• _Task description_: Could you copy the lines below word for word, leaving out the images?

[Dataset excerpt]

::::

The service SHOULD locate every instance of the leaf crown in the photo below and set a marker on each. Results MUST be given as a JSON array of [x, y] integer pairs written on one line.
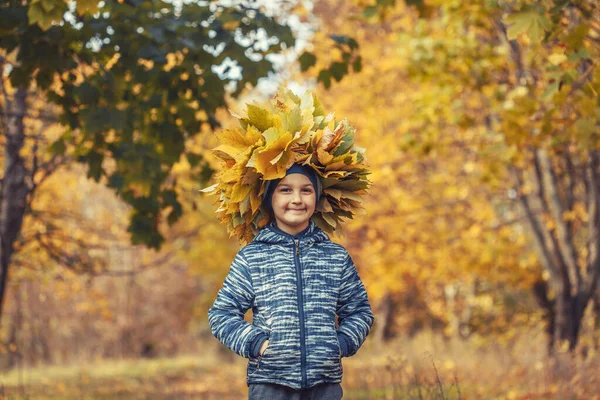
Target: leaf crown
[[270, 139]]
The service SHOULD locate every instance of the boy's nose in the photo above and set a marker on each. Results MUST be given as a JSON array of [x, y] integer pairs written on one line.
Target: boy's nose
[[296, 197]]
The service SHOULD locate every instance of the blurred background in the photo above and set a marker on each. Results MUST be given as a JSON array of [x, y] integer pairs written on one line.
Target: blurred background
[[479, 247]]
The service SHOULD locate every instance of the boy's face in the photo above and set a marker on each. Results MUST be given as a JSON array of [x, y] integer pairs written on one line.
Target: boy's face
[[293, 203]]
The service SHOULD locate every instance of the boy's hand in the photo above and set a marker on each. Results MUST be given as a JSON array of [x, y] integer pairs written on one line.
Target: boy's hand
[[264, 346]]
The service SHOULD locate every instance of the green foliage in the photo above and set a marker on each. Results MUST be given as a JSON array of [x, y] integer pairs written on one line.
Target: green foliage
[[348, 48], [532, 22], [134, 82]]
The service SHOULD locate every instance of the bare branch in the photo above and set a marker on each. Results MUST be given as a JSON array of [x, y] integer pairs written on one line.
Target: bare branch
[[565, 248], [593, 270], [536, 227]]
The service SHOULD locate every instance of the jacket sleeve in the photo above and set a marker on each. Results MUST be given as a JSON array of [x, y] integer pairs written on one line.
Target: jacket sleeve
[[353, 310], [226, 316]]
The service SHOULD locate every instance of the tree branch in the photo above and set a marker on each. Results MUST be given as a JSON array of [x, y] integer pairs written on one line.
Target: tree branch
[[536, 228], [565, 248]]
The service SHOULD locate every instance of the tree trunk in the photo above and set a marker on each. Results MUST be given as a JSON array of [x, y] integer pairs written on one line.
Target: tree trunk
[[540, 290], [14, 186]]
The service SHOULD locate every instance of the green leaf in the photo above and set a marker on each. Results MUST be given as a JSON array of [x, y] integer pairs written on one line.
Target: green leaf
[[307, 60], [532, 23], [338, 70], [58, 147], [116, 181]]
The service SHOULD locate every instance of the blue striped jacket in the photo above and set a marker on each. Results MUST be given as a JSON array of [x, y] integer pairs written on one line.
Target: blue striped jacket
[[296, 286]]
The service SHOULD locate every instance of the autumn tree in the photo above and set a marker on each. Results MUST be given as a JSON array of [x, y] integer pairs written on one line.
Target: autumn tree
[[519, 80], [435, 242], [131, 81]]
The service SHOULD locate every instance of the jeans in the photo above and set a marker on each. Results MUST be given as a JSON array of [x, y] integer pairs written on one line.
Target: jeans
[[269, 391]]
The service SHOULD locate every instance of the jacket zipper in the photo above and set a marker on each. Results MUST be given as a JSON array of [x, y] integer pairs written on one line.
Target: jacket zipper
[[300, 312]]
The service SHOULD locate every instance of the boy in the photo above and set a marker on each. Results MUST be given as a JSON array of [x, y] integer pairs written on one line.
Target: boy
[[297, 283]]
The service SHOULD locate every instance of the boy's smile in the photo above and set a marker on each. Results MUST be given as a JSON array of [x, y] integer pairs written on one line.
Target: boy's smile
[[293, 203]]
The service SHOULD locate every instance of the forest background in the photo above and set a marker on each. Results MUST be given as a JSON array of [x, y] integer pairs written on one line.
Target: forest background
[[479, 245]]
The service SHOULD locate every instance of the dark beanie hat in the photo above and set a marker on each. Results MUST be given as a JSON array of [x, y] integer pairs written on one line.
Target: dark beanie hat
[[305, 170]]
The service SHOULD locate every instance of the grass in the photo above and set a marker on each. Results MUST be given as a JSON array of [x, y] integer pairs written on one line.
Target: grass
[[426, 367]]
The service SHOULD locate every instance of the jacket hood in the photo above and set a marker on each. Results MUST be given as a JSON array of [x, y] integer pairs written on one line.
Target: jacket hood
[[272, 234]]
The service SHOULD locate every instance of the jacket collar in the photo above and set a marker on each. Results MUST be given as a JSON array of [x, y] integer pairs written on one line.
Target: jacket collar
[[272, 234]]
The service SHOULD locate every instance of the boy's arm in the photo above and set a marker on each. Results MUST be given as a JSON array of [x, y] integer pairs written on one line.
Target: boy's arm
[[353, 310], [226, 316]]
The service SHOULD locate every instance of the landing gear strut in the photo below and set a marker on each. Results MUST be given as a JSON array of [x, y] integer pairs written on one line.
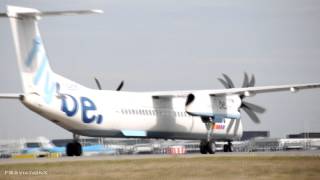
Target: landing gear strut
[[208, 145], [74, 148], [228, 147]]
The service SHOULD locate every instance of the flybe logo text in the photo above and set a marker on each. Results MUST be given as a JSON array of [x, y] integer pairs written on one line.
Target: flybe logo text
[[70, 106]]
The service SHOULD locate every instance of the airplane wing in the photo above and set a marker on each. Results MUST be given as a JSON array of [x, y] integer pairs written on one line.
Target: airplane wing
[[240, 91], [10, 95]]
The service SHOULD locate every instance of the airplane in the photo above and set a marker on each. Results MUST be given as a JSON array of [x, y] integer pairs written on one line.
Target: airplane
[[205, 115]]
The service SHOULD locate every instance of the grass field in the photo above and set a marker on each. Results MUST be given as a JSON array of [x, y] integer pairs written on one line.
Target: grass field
[[172, 168]]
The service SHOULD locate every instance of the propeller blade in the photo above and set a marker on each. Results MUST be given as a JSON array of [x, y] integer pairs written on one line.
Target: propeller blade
[[120, 86], [254, 107], [229, 81], [225, 84], [246, 80], [98, 83], [252, 81], [251, 114]]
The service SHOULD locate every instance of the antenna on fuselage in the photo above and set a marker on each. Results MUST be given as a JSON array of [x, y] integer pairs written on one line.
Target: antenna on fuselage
[[100, 88]]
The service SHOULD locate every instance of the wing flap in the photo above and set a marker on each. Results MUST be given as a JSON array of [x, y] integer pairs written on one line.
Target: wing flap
[[239, 91], [10, 96]]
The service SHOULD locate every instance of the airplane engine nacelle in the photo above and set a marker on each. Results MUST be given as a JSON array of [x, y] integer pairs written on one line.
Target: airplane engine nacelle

::::

• _Complete output_:
The service SHOULD locate every instance of the leaf crown in the photo below and set a marker on each. Results MUST be given as a JSON array of [x, y] integer pairs written on one line.
Target: leaf crown
[[270, 139]]
The service SHOULD locate every instance of the boy's nose in the photo above and set a marker on each. Results MUST be given as a JSON array of [x, y] integer pairs written on one line.
Target: boy's nose
[[296, 197]]
The service SHOULD locate every instance of the blurred background in the photo above and set a marker on each. Results MUST be given as a JSON array of [x, y] integer pairs written on one line.
Target: blurred background
[[479, 247]]
The service SHOULD locate every instance of the boy's face in the photo above and set a marker on each. Results MUST be given as a JSON array of [x, y] integer pairs written on one line.
Target: boy's face
[[293, 203]]
The service SHOULD locate every instance of the boy's hand in the photo above and set a marker on each. Results MUST be given as a JSON array of [x, y] integer pairs written on one line.
Target: boy's hand
[[264, 346]]
The service SHOULD locate every instance of the green foliage in the photo above and set a marker on each. Results MUST be given as a JSON array of [x, y] integer pairs written on one line.
Target: green foliage
[[348, 48], [532, 22], [134, 82]]
The service SHOULD locate every instance of the bare branch in the photo above and set a marker on each. Results MUST be given as a JSON array of [x, y] integer pairs written on one line.
Target: bare branch
[[565, 248], [593, 270], [536, 227]]
The service SHOULD locate every instance of the jacket sleeve in the photo above and set a marker on each. Results MUST be given as a JSON array of [x, y] integer pairs written on one line.
Target: jacket sleeve
[[353, 310], [226, 316]]
The service SHOULD locate every instance of the tree branch in the photo above and set a marker on each. Results MUST be given as a JSON array of [x, y] integer pairs written on one line.
Target: tree branch
[[536, 228], [565, 248]]
The service SHOULD locate every instance of the tree trunk in the photo above and set a marker on each. Results MUST be given as a JSON array of [x, y] integer pairs written on one line.
Target: tree trunk
[[540, 290], [14, 186]]
The service SHOULD locate every instance of the green leaf in the photo above and set a marker on each. Results MUST be given as a JSON array of [x, y] integer pairs written on one line.
Target: green leaf
[[307, 60], [532, 23], [338, 70], [58, 147], [116, 181]]
The service SHOULD locate every instance of the blue striped jacket in the photo above and set a marker on each. Results MUST be given as a JSON array of [x, y] integer pairs written on one line.
Target: blue striped jacket
[[296, 286]]
The service SHOULD locate every instance of the autumn tree in the photo above and set a marker on each. Results MUST be given as a JSON array of [x, y] integer pairs written on one line.
Target: autumn tree
[[519, 80], [435, 242], [131, 81]]
The service SHOULD locate every instance of the jeans in the photo above and set a marker on each. Results MUST be given as a JSON array of [x, y] integer pairs written on one line.
Target: jeans
[[269, 391]]
The service SHOULD locate every instance of the jacket zipper in the photo above and set a marker on each. Results MUST be given as a JSON array of [x, y] integer pairs written on one line.
Target: jacket zipper
[[300, 312]]
The service SHOULD locate every instance of the boy in the photo above and set a marker on each. Results MUST be given as a JSON array of [x, y] integer pairs written on one line.
Target: boy
[[297, 283]]
The service SHOULD locate every instance of the boy's smile in the photo above and set a marker on each. Results MUST be given as a JSON array of [x, y] integer pairs written on one line.
Target: boy's smile
[[293, 203]]
The service SHOULD locate every instance of the forest background in the photo above and set a marker on each. Results MUST be given as a JSON array of [x, y] integer pairs written on one line.
Target: forest background
[[479, 245]]
The service SHOULD locate every instance of the dark beanie hat in the photo above and set a marker on each. Results MUST be given as a JSON array of [x, y] integer pairs written on one line.
Target: dark beanie hat
[[305, 170]]
The service SHOULD locate every instance of the grass in the photo above and set a marker on each. Results MUST be given as a JSON array of [x, y] integer pairs written on one line.
Target: grass
[[426, 367]]
The service SHOULD locate every instance of the jacket hood in the photo above and set a marker on each. Results MUST be given as a JSON array of [x, y] integer pairs written on one line.
Target: jacket hood
[[272, 234]]
The service SHOULD locate every instance of the jacket collar in the photo above and set a marker on each. Results MUST be given as a JSON array of [x, y] integer pairs written on one line.
Target: jacket collar
[[272, 234]]
The service SHOULD locate every instance of the boy's arm in the photo above and set a marker on each. Results MUST be given as a JSON array of [x, y] integer pairs written on one line.
Target: boy's arm
[[353, 310], [226, 316]]
The service SHOULD locate every instance of the landing gear strut in the photo below and set a marker on each. Results MUST be given as a JSON array of [x, y] integer pairs written on one line.
Target: landing gear strut
[[208, 145], [74, 148], [228, 147]]
The service SHOULD locate every instance of the flybe logo text in the photo above and set a marker on each. Results MUST be given as a JSON array of [x, y] integer pairs written on one line.
Target: flybe logo text
[[70, 106]]
The service SHOULD locate every instance of the airplane wing in the photo above and set a marker on each. Results MUST be given as a JSON array of [x, y] integer pairs written on one line.
Target: airplane wing
[[240, 91], [10, 95]]
The service SHOULD locate every instance of the airplane in the photo above and set a marker on each. Results MUST be given as a JSON array of [x, y] integer pairs written on one line.
Target: airplane
[[205, 115]]
The service SHOULD locate every instance of the grass field in the photo above and set a marker on each. Results MUST be given as a JSON array of [x, y] integer pairs written on one line.
Target: grass field
[[172, 168]]
The service SHOULD locate every instance of the propeller blade in the photo above and set a marker on each. Results MUST be given as a JSON array of [x, y] integer pairs written on one line.
Target: propeller blade
[[120, 86], [254, 107], [229, 81], [225, 84], [246, 80], [98, 83], [252, 81], [251, 114]]
The service SHOULD locate every instance of the antenna on fuselage in the photo above and set a marker on each. Results MUST be given as a JSON array of [x, y] integer pairs written on one line.
Target: antenna on fuselage
[[100, 88]]
The service SHOULD locate every instance of the wing flap in the photo above and set a marker on each. Results MUST be given as a JSON array of [x, y] integer pairs written on one line.
Target: wing flap
[[239, 91], [10, 96]]
The service SHOULD locate every instance of the airplane engine nacelle in the photo above and set a marker on each. Results MUST be given as a JSON array of [x, y] integer pairs written on one line.
Target: airplane engine nacelle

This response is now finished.